Items from a dataset
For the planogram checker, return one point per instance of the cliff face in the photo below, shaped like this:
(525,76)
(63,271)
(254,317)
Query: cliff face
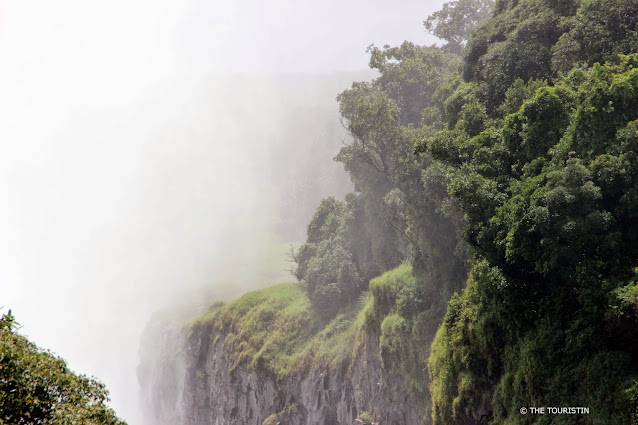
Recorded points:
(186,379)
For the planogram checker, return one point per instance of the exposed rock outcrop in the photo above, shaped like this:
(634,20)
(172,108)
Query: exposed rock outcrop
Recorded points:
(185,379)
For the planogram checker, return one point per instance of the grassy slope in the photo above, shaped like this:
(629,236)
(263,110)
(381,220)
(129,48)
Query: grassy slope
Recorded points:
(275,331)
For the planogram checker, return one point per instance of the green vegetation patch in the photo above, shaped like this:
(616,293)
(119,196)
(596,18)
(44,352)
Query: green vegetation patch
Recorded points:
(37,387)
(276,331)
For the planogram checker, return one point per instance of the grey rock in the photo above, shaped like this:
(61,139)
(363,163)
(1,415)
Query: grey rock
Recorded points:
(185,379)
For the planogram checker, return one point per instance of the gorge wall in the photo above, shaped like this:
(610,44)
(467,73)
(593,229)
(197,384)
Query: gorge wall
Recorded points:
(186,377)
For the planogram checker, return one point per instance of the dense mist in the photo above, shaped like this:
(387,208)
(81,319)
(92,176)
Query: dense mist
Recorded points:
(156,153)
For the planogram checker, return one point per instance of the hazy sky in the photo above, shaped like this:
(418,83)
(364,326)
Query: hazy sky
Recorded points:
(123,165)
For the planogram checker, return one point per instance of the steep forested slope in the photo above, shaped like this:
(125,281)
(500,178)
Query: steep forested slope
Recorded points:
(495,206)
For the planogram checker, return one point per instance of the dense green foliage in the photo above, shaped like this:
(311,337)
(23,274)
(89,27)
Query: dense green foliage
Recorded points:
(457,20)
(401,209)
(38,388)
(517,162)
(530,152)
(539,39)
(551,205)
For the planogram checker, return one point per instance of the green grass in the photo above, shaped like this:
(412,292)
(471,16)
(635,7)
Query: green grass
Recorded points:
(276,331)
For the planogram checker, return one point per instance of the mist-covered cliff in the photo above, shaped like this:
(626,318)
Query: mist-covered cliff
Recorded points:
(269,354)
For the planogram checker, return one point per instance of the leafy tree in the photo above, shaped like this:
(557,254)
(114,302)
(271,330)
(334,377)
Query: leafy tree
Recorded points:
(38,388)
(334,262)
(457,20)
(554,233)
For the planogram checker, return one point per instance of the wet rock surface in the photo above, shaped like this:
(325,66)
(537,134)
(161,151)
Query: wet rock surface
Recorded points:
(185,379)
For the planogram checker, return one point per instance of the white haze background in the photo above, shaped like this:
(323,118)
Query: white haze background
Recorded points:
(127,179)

---

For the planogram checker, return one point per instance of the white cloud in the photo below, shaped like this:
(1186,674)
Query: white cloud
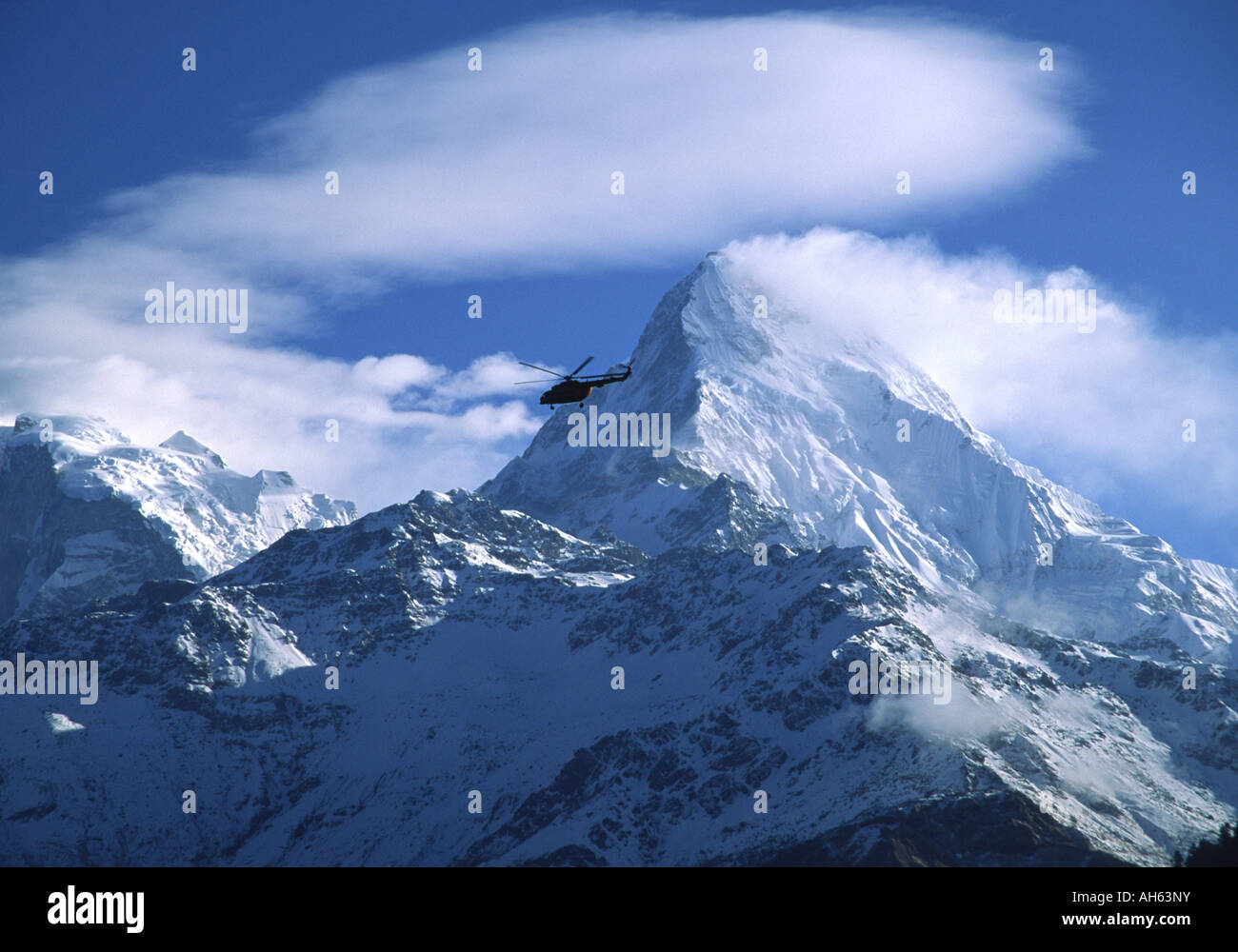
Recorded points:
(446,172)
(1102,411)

What to produce ▸
Count the lines in the listing that contain the word "hazy". Reply with the number only.

Finished answer ▸
2